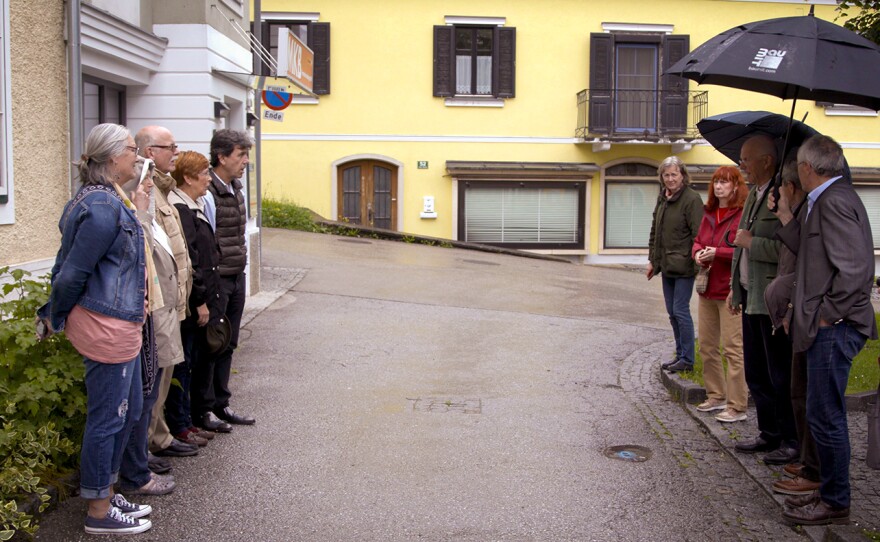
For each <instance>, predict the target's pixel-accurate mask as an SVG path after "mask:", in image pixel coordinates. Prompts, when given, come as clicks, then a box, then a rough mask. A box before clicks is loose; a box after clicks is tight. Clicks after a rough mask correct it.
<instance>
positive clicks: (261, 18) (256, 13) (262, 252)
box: [252, 0, 263, 262]
mask: <svg viewBox="0 0 880 542" xmlns="http://www.w3.org/2000/svg"><path fill="white" fill-rule="evenodd" d="M254 38H256V41H257V43H262V42H263V10H262V0H254ZM252 48H253V47H252ZM256 60H257V62H256V66H255V69H254V71H255V72H256V73H255V74H254V75H255V76H256V77H257V78H258V80H259V79H260V78H261V74H262V73H263V59H262V58H260V55H258V54H257V55H256ZM261 101H262V98H261V96H260V89H259V85H258V88H257V90H256V92H254V115H256V116H257V120H256V125H255V126H254V136H255V139H256V141H254V144H255V145H256V146H257V153H256V154H257V194H256V198H257V227H258V228H260V237H262V236H263V159H262V155H263V146H262V144H261V142H260V140H261V139H262V133H263V130H262V123H261V122H260V107H261V106H262V103H261ZM259 247H260V261H261V262H262V261H263V254H262V253H263V243H262V242H261V243H259Z"/></svg>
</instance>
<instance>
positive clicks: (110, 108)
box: [101, 87, 122, 124]
mask: <svg viewBox="0 0 880 542" xmlns="http://www.w3.org/2000/svg"><path fill="white" fill-rule="evenodd" d="M121 94H122V93H121V92H119V91H118V90H116V89H113V88H108V87H104V118H103V119H101V122H112V123H114V124H122V119H121V118H120V110H121V106H122V104H121V103H120V96H121Z"/></svg>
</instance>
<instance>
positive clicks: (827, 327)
mask: <svg viewBox="0 0 880 542" xmlns="http://www.w3.org/2000/svg"><path fill="white" fill-rule="evenodd" d="M866 340H867V337H865V336H864V335H862V334H861V333H859V332H858V331H856V330H855V329H853V328H852V327H851V326H849V325H848V324H846V323H840V324H837V325H834V326H829V327H820V328H819V331H818V333H817V335H816V340H815V341H813V344H812V345H811V346H810V348H809V349H808V350H807V422H808V423H809V425H810V431H811V432H812V434H813V440H815V441H816V450H817V451H818V453H819V474H820V478H821V482H822V485H821V487H819V495H820V496H821V497H822V500H823V501H825V504H827V505H829V506H831V507H832V508H849V502H850V488H849V459H850V448H849V427H848V426H847V422H846V396H845V394H846V383H847V381H848V380H849V370H850V368H851V367H852V360H853V358H854V357H855V356H856V354H858V353H859V351H860V350H861V349H862V347H863V346H865V341H866Z"/></svg>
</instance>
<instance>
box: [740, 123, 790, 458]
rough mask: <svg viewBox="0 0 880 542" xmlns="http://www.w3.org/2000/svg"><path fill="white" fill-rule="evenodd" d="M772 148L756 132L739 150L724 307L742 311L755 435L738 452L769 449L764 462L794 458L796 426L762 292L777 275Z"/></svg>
mask: <svg viewBox="0 0 880 542" xmlns="http://www.w3.org/2000/svg"><path fill="white" fill-rule="evenodd" d="M776 160H777V155H776V146H775V145H774V143H773V140H772V139H771V138H769V137H767V136H755V137H752V138H751V139H749V140H748V141H746V142H745V143H744V144H743V146H742V149H741V150H740V167H741V168H742V170H743V173H744V174H745V175H746V177H747V180H748V181H749V183H750V184H752V189H751V191H750V192H749V197H748V199H746V203H745V207H744V208H743V215H742V219H741V221H740V225H739V229H738V230H737V232H736V239H735V240H734V244H735V245H736V246H737V248H736V250H735V251H734V253H733V262H732V264H731V275H732V276H731V288H730V295H729V296H728V300H729V301H728V304H729V309H730V310H731V311H733V312H739V311H740V310H742V313H743V315H742V322H743V361H744V362H745V373H746V384H748V387H749V393H750V394H751V396H752V399H753V400H754V402H755V410H756V411H757V415H758V430H759V431H760V433H759V435H758V436H757V437H755V438H754V439H751V440H746V441H741V442H738V443H737V444H736V446H735V449H736V451H738V452H740V453H756V452H769V453H767V454H766V455H765V456H764V457H763V460H764V462H765V463H768V464H772V465H784V464H786V463H790V462H792V461H796V460H797V458H798V457H799V455H800V452H799V450H798V439H797V429H796V426H795V423H794V413H793V411H792V408H791V344H790V342H789V340H788V337H786V336H785V333H784V332H783V331H782V330H777V331H776V332H775V333H774V330H773V325H772V323H771V321H770V315H769V311H768V310H767V306H766V305H765V304H764V290H765V289H766V288H767V286H768V285H769V284H770V282H771V281H772V280H773V279H774V278H776V270H777V269H776V268H777V265H778V260H779V241H777V240H775V239H774V238H773V236H774V234H775V233H776V231H777V230H778V229H779V226H780V224H779V219H778V218H776V216H775V215H774V214H773V213H771V212H770V210H769V209H768V208H767V196H768V191H769V190H770V188H769V187H770V180H771V179H772V178H773V174H774V173H775V172H776V164H777V161H776Z"/></svg>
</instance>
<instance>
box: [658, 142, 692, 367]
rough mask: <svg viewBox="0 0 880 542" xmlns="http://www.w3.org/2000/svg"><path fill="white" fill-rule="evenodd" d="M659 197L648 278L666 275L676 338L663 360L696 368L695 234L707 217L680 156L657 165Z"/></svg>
mask: <svg viewBox="0 0 880 542" xmlns="http://www.w3.org/2000/svg"><path fill="white" fill-rule="evenodd" d="M657 174H658V175H659V177H660V185H661V188H660V195H659V196H658V197H657V205H656V206H655V207H654V219H653V221H652V223H651V236H650V238H649V244H648V247H649V254H648V269H647V272H646V273H645V274H646V276H647V277H648V280H651V278H652V277H654V275H657V274H662V275H663V298H664V299H665V300H666V312H667V313H668V314H669V322H670V323H671V324H672V334H673V336H674V337H675V358H673V359H672V360H671V361H668V362H666V363H664V364H663V368H664V369H666V370H668V371H671V372H679V371H690V370H692V369H693V368H694V319H693V318H692V317H691V308H690V304H691V295H693V291H694V278H695V277H696V275H697V264H696V263H695V262H694V258H693V256H692V255H691V247H692V246H693V244H694V237H696V235H697V232H698V231H699V228H700V221H701V220H702V219H703V200H702V198H700V195H699V194H697V193H696V192H695V191H694V190H693V189H692V188H691V187H690V176H689V175H688V172H687V168H686V167H685V165H684V163H683V162H682V161H681V160H680V159H679V158H678V157H677V156H670V157H668V158H666V159H665V160H663V161H662V162H661V163H660V166H659V167H658V168H657Z"/></svg>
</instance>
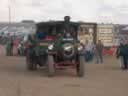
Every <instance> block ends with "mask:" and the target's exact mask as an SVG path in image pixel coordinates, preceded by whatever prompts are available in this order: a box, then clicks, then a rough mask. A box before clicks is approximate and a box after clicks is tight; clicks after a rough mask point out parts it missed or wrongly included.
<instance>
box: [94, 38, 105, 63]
mask: <svg viewBox="0 0 128 96" xmlns="http://www.w3.org/2000/svg"><path fill="white" fill-rule="evenodd" d="M103 48H104V45H103V43H102V42H101V40H98V43H97V44H96V47H95V56H96V63H97V64H98V63H103Z"/></svg>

• • • • • • •

▶ _How to complete this task_: In full and without changes, repeat the listing above, but not its pictures.

▶ _Answer_:
For each <instance>, predict the target's pixel-accurate mask as an SVG path after "mask:", in image pixel coordinates. Prompts, when given, come as clicks, then a box, then a rough mask. A box before clicks is loose; a box after clicks is tight. Clicks after a rough mask correct it.
<instance>
positive clicks: (261, 18) (256, 13) (262, 252)
box: [252, 0, 263, 262]
mask: <svg viewBox="0 0 880 542" xmlns="http://www.w3.org/2000/svg"><path fill="white" fill-rule="evenodd" d="M254 38H256V41H257V43H262V42H263V10H262V0H254ZM252 48H253V47H252ZM256 60H257V62H256V66H255V69H254V71H255V72H256V73H255V74H254V75H255V76H256V77H257V78H258V80H259V79H260V78H261V74H262V73H263V59H262V58H260V55H258V54H257V55H256ZM261 101H262V98H261V96H260V89H259V85H258V88H257V90H256V92H254V115H256V116H257V120H256V125H255V126H254V136H255V139H256V141H254V144H255V145H256V146H257V153H256V154H257V194H256V198H257V227H258V228H260V237H262V236H263V159H262V155H263V146H262V144H261V142H260V140H261V139H262V133H263V130H262V123H261V122H260V107H261V106H262V103H261ZM259 247H260V261H261V262H262V261H263V254H262V253H263V243H262V242H261V243H259Z"/></svg>
</instance>
<instance>
positive clicks: (110, 108)
box: [101, 87, 122, 124]
mask: <svg viewBox="0 0 880 542" xmlns="http://www.w3.org/2000/svg"><path fill="white" fill-rule="evenodd" d="M121 94H122V93H121V92H119V91H118V90H116V89H113V88H108V87H104V118H103V119H101V122H112V123H114V124H122V119H121V118H120V110H121V106H122V104H121V103H120V96H121Z"/></svg>
</instance>
<instance>
positive clicks: (827, 327)
mask: <svg viewBox="0 0 880 542" xmlns="http://www.w3.org/2000/svg"><path fill="white" fill-rule="evenodd" d="M866 340H867V337H865V336H864V335H862V334H861V333H859V332H858V331H856V330H855V329H853V328H852V327H851V326H849V325H848V324H846V323H840V324H837V325H834V326H829V327H820V328H819V331H818V333H817V335H816V340H815V341H813V344H812V345H811V346H810V348H809V349H808V350H807V422H808V423H809V425H810V431H811V432H812V434H813V440H815V441H816V450H817V451H818V453H819V474H820V478H821V482H822V485H821V487H819V495H820V496H821V497H822V500H823V501H825V504H827V505H829V506H831V507H832V508H849V502H850V488H849V459H850V448H849V427H848V426H847V422H846V396H845V394H846V383H847V381H848V380H849V370H850V368H851V367H852V360H853V358H854V357H855V356H856V354H858V353H859V351H860V350H861V349H862V347H863V346H865V341H866Z"/></svg>
</instance>
<instance>
box: [740, 123, 790, 458]
rough mask: <svg viewBox="0 0 880 542" xmlns="http://www.w3.org/2000/svg"><path fill="white" fill-rule="evenodd" d="M772 148L756 132L739 150L724 307L742 311L755 435L738 452L769 449L764 462L794 458L796 426L762 292L777 275Z"/></svg>
mask: <svg viewBox="0 0 880 542" xmlns="http://www.w3.org/2000/svg"><path fill="white" fill-rule="evenodd" d="M776 160H777V155H776V146H775V145H774V143H773V140H772V139H771V138H769V137H767V136H755V137H752V138H751V139H749V140H748V141H746V142H745V143H744V144H743V146H742V149H741V150H740V167H741V168H742V170H743V173H744V174H745V175H746V177H747V180H748V181H749V183H750V184H752V189H751V191H750V192H749V197H748V199H746V203H745V207H744V208H743V215H742V219H741V221H740V225H739V229H738V230H737V232H736V239H735V240H734V244H735V245H736V246H737V248H736V250H735V251H734V253H733V262H732V264H731V275H732V276H731V288H730V295H729V296H728V300H729V301H728V304H729V309H730V310H731V311H733V312H739V311H740V310H742V313H743V315H742V322H743V361H744V362H745V373H746V384H748V387H749V393H750V394H751V396H752V399H753V400H754V402H755V410H756V411H757V415H758V430H759V431H760V433H759V435H758V436H757V437H755V438H754V439H751V440H746V441H741V442H738V443H737V444H736V446H735V449H736V451H738V452H740V453H756V452H769V453H767V454H766V455H765V456H764V457H763V460H764V462H765V463H768V464H772V465H784V464H786V463H790V462H792V461H796V460H797V458H798V457H799V455H800V452H799V450H798V439H797V429H796V426H795V423H794V413H793V411H792V408H791V344H790V342H789V340H788V337H786V336H785V333H784V332H783V331H782V330H777V331H776V332H775V333H774V330H773V325H772V323H771V321H770V315H769V311H768V310H767V306H766V305H765V304H764V290H765V289H766V288H767V286H768V285H769V284H770V282H771V281H772V280H773V279H774V278H776V270H777V269H776V268H777V265H778V260H779V241H777V240H775V239H774V238H773V236H774V234H775V233H776V231H777V230H778V229H779V226H780V224H779V219H778V218H776V216H775V215H774V214H773V213H771V212H770V210H769V209H768V208H767V196H768V191H769V190H770V188H769V187H770V180H771V179H772V178H773V174H774V173H775V172H776V164H777V161H776Z"/></svg>
</instance>
<instance>
box: [658, 142, 692, 367]
rough mask: <svg viewBox="0 0 880 542" xmlns="http://www.w3.org/2000/svg"><path fill="white" fill-rule="evenodd" d="M659 197L648 278L666 275L676 338L663 360L696 368L695 234L707 217L680 156L657 165Z"/></svg>
mask: <svg viewBox="0 0 880 542" xmlns="http://www.w3.org/2000/svg"><path fill="white" fill-rule="evenodd" d="M657 174H658V175H659V177H660V185H661V188H660V195H659V196H658V197H657V205H656V206H655V207H654V219H653V221H652V223H651V236H650V238H649V244H648V247H649V254H648V269H647V272H646V273H645V274H646V276H647V277H648V280H651V278H652V277H654V275H657V274H662V275H663V298H664V299H665V300H666V312H667V313H668V314H669V322H670V323H671V324H672V334H673V336H674V337H675V358H673V359H672V360H671V361H668V362H666V363H664V364H663V368H664V369H666V370H668V371H671V372H679V371H690V370H692V369H693V368H694V319H693V318H692V317H691V308H690V304H691V295H693V291H694V278H695V277H696V275H697V264H696V263H695V262H694V258H693V256H692V255H691V247H692V246H693V244H694V237H696V235H697V232H698V231H699V228H700V221H701V220H702V219H703V200H702V198H700V195H699V194H697V193H696V192H695V191H694V190H693V189H692V188H691V187H690V176H689V175H688V172H687V168H686V167H685V165H684V163H683V162H682V161H681V160H680V159H679V158H678V157H677V156H670V157H668V158H666V159H665V160H663V161H662V162H661V163H660V166H659V167H658V168H657Z"/></svg>
</instance>
Every <instance> block ends with "mask:" and the target's exact mask as an SVG path in image pixel coordinates, preceded by whatever prompts are available in this order: a box, then clicks, then a rough mask. A box before clicks is approximate and a box after clicks is tight; clicks after a rough mask point out parts it missed or wrongly included.
<instance>
box: [94, 38, 105, 63]
mask: <svg viewBox="0 0 128 96" xmlns="http://www.w3.org/2000/svg"><path fill="white" fill-rule="evenodd" d="M103 48H104V45H103V43H102V42H101V40H98V43H97V44H96V47H95V56H96V63H97V64H98V63H103Z"/></svg>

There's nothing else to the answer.